Anweisungen:
a - Fasse den Textauszug zum globalen Plastikabkommen in zwei Sätzen zusammen.
b - Aktualisiere die Auflistung vom Anfang bis einschließlich der Zeile mit "Provide the mask of each instance now.", indem du "black metal roof rack" durch "silver metal roof rack" ersetzt. Gib nur diese Zeilen aus und lass alles andere unverändert.

Das globale Plastikabkommen war die einmalige Chance, die Kunststoffverschmutzung zu beenden. Die Unternehmen, die Kunststoffe herstellen, investieren Milliarden, um die Produktion bis 2050 zu verdoppeln oder zu verdreifachen. Die großen Erdölkonzerne und die erdölfördernden Länder betreiben Lobbyarbeit, um das globale Plastikabkommen zu boykottieren.
Dabei kommen Kinder mittlerweile schon mit Mikroplastik und dessen Schadstoffen vorbelastet auf die Welt.

Erfasste Daten:
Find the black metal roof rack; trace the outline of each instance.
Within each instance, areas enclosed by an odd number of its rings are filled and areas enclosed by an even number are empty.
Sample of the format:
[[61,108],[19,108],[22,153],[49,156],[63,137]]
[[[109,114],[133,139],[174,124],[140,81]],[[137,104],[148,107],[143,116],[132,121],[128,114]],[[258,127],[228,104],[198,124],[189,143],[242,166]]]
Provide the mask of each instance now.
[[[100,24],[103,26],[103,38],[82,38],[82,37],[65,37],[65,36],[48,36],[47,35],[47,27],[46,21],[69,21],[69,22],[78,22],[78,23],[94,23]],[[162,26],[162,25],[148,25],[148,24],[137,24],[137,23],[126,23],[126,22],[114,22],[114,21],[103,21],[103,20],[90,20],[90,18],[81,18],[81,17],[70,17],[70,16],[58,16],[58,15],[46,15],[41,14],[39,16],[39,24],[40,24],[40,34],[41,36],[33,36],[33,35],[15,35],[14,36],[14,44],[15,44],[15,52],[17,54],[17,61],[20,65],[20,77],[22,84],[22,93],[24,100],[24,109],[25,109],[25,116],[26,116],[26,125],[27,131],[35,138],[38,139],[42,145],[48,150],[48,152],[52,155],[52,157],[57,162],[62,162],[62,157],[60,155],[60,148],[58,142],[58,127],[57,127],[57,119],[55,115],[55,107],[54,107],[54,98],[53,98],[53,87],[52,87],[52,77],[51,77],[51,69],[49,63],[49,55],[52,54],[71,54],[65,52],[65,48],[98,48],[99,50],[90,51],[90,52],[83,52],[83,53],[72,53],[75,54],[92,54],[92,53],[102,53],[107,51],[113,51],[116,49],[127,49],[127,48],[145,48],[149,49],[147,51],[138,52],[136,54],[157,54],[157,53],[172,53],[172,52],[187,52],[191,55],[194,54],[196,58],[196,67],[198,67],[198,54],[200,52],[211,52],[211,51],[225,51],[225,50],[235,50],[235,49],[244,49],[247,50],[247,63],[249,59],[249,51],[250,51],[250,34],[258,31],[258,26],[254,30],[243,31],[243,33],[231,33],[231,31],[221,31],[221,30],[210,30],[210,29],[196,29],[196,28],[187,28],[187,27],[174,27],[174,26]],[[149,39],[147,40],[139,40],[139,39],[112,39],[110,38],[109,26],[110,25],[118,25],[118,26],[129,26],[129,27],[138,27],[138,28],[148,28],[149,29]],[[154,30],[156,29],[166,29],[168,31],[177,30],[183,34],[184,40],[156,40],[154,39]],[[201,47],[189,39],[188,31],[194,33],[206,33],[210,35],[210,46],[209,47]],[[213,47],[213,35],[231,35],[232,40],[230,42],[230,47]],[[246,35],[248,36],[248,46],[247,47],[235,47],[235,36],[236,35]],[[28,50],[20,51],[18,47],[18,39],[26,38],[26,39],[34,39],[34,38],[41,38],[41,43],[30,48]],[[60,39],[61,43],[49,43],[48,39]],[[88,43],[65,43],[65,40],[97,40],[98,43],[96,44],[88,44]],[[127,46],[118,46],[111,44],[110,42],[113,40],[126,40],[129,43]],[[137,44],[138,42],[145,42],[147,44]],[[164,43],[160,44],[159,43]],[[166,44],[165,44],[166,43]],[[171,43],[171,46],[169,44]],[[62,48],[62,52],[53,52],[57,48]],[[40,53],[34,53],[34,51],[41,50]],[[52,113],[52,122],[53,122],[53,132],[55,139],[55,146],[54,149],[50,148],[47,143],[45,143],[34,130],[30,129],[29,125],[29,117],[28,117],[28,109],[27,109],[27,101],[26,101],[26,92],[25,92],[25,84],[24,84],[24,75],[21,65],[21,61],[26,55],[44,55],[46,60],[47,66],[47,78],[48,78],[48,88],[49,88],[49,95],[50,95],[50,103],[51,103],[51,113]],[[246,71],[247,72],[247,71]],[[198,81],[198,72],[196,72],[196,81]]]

Antworten je Aufgabe:
a - Das globale Plastikabkommen war die einmalige Chance, die Kunststoffverschmutzung zu beenden, doch die Kunststoffhersteller investieren Milliarden, um die Produktion bis 2050 zu verdoppeln oder zu verdreifachen, und große Erdölkonzerne sowie erdölfördernde Länder betreiben Lobbyarbeit, um das Abkommen zu boykottieren. Dabei kommen Kinder mittlerweile schon mit Mikroplastik und dessen Schadstoffen vorbelastet auf die Welt.

b -
Find the silver metal roof rack; trace the outline of each instance.
Within each instance, areas enclosed by an odd number of its rings are filled and areas enclosed by an even number are empty.
Sample of the format:
[[61,108],[19,108],[22,153],[49,156],[63,137]]
[[[109,114],[133,139],[174,124],[140,81]],[[137,104],[148,107],[143,116],[132,121],[128,114]],[[258,127],[228,104],[198,124],[189,143],[242,166]]]
Provide the mask of each instance now.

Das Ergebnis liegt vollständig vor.